__作業要求__: 請將網頁爬蟲一文中從「BeautifulSoup 是一個強大的網頁解析工具，適合用來從 HTML」到「response = requests.get(url)」的這段文字重寫一遍，並把其中的「網頁」一律改為「頁面」。

__節錄文字__:
------

DAY 20: 基礎網頁爬蟲與數據自動化的實踐

2024 iThome 鐵人賽

DAY 20

Python

Python探索之旅：從基礎到實踐系列第 20 篇

16th鐵人賽

團隊資工之花

2024-10-04 15:48:18

326 瀏覽

分享至

隨著數據驅動時代的來臨，網頁爬蟲和自動化數據處理成為開發者不可或缺的技能。今天，我們將深入探討如何使用 BeautifulSoup 進行簡單的網頁數據抓取，結合 API 整合來獲取並處理數據，同時編寫自動化腳本來處理常見的檔案操作，如 JSON 和 CSV 格式的解析。

使用 BeautifulSoup 進行簡單的網頁數據抓取

BeautifulSoup 是一個強大的網頁解析工具，適合用來從 HTML 網頁中提取結構化的數據。以下是如何使用它來進行簡單的網頁數據抓取的範例：

安裝必要的模組：

pip install beautifulsoup4 requests

發送 HTTP 請求並解析網頁內容：

import requests
from bs4 import BeautifulSoup

url = 'https://example.com'
response = requests.get(url)

------

__原始資料列__:
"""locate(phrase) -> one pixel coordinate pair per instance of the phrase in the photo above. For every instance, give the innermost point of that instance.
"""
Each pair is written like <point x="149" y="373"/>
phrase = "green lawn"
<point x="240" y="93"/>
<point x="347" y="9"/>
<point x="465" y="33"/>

------

__練習解答__:
BeautifulSoup 是一個強大的頁面解析工具，適合用來從 HTML 頁面中提取結構化的數據。以下是如何使用它來進行簡單的頁面數據抓取的範例：

安裝必要的模組：

pip install beautifulsoup4 requests

發送 HTTP 請求並解析頁面內容：

import requests
from bs4 import BeautifulSoup

url = 'https://example.com'
response = requests.get(url)